AIM:
Set down exactly the lines from the one containing "Can you find the snow-covered mountain" through the last line of the records below, both included, and nothing else.

ITEMS:

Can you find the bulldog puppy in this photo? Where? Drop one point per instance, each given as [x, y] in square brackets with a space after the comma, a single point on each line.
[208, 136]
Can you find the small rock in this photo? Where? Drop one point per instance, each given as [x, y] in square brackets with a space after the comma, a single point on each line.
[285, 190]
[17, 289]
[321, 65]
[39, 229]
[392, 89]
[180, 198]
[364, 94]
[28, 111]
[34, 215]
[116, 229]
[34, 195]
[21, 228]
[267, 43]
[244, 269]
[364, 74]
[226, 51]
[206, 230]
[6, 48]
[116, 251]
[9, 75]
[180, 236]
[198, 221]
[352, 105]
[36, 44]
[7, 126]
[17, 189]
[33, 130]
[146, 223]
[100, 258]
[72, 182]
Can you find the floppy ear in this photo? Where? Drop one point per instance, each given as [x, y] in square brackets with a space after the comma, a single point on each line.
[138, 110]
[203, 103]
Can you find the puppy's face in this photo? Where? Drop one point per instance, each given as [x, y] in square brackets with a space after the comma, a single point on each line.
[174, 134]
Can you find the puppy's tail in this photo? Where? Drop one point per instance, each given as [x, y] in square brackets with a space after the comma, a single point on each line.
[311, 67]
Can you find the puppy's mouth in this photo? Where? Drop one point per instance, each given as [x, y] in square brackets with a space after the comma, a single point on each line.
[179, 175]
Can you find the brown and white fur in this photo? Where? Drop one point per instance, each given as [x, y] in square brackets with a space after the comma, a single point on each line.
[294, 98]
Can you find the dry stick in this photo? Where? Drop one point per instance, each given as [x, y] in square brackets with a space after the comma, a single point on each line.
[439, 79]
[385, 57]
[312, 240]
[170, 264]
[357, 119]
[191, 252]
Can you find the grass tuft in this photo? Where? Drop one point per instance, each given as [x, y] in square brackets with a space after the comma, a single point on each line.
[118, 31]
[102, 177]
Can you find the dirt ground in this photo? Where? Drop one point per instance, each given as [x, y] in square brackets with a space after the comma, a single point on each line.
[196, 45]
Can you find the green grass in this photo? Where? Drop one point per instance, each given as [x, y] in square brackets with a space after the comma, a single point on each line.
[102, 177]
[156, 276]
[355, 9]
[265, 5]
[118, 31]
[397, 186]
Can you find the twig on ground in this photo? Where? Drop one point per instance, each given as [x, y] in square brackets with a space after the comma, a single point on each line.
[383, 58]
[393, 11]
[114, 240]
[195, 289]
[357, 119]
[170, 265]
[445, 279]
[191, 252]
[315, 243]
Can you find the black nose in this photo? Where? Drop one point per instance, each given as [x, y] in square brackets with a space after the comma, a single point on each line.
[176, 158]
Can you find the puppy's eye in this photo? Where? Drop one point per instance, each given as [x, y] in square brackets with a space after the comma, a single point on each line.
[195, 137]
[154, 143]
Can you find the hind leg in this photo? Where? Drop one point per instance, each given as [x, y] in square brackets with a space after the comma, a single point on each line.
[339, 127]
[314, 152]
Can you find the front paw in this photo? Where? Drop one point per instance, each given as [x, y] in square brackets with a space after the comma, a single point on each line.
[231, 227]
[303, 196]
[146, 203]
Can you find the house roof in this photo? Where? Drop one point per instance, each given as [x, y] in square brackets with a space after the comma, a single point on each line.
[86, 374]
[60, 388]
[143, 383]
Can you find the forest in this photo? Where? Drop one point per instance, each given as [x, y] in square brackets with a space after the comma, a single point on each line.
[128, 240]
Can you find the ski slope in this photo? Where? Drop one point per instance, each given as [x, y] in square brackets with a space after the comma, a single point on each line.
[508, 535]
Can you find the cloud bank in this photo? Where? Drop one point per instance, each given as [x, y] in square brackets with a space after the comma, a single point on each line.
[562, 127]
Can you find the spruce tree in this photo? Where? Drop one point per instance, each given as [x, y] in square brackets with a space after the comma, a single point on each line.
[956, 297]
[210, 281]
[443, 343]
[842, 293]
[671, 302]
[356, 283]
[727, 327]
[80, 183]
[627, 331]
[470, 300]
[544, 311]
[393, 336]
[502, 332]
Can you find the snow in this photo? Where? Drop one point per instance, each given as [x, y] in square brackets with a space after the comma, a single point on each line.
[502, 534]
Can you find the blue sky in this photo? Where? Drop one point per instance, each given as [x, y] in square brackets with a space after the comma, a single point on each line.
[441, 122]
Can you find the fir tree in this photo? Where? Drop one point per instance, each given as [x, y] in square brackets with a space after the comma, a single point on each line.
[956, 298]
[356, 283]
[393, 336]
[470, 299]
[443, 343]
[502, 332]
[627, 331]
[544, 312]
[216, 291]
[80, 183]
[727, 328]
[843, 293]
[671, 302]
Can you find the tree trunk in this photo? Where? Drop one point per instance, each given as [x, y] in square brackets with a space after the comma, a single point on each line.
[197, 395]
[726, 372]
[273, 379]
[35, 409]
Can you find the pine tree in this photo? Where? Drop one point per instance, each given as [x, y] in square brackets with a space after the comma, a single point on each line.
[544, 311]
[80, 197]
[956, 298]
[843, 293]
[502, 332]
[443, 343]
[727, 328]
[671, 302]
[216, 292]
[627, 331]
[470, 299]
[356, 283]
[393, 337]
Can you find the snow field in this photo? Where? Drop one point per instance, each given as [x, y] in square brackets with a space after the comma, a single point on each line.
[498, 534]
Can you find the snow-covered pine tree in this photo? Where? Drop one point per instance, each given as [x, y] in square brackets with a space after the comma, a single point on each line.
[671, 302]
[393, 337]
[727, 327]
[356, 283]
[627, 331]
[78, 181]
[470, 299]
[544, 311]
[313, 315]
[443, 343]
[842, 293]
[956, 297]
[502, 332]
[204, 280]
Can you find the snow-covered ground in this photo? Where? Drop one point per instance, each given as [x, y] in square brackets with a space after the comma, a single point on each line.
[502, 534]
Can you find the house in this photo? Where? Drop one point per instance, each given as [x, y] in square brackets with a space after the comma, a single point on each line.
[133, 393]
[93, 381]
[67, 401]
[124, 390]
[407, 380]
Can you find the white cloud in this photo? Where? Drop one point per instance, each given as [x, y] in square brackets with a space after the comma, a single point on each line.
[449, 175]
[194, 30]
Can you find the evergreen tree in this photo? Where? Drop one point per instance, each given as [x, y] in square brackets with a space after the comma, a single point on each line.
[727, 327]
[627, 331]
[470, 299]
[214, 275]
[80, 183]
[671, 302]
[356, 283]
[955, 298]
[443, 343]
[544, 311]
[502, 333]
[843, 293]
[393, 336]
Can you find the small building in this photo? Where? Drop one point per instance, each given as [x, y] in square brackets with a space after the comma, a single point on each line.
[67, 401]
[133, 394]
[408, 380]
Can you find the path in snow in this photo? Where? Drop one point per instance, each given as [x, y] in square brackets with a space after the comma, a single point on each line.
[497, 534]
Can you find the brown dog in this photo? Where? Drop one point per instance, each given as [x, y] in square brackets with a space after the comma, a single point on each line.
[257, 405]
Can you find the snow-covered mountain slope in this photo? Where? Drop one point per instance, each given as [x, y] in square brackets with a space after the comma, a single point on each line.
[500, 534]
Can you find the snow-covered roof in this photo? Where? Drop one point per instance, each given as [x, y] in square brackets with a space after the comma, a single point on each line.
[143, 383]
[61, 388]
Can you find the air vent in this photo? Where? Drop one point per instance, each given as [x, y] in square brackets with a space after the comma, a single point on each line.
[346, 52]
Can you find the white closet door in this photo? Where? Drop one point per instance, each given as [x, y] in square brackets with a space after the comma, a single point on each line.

RESPONSE:
Can you find the snow-covered mountain slope in this photo? Where? Drop one point per instance, each given as [x, y] in square brackets with a space after the comma, a single point on each line.
[500, 534]
Can you find the snow-covered roof in this photo? Where? Drop one point per instance, each given as [x, y] in square brackets with a space after the comma, a single point on each line.
[143, 383]
[61, 388]
Can you find the air vent in this photo? Where? Drop one point per instance, each given as [x, y] in square brackets with a space after the comma, a single point on each line.
[346, 52]
Can you find the white closet door in this photo? Where? Drop one point per instance, each given as [x, y] in square brackets with a space after the comma, a single point on each line.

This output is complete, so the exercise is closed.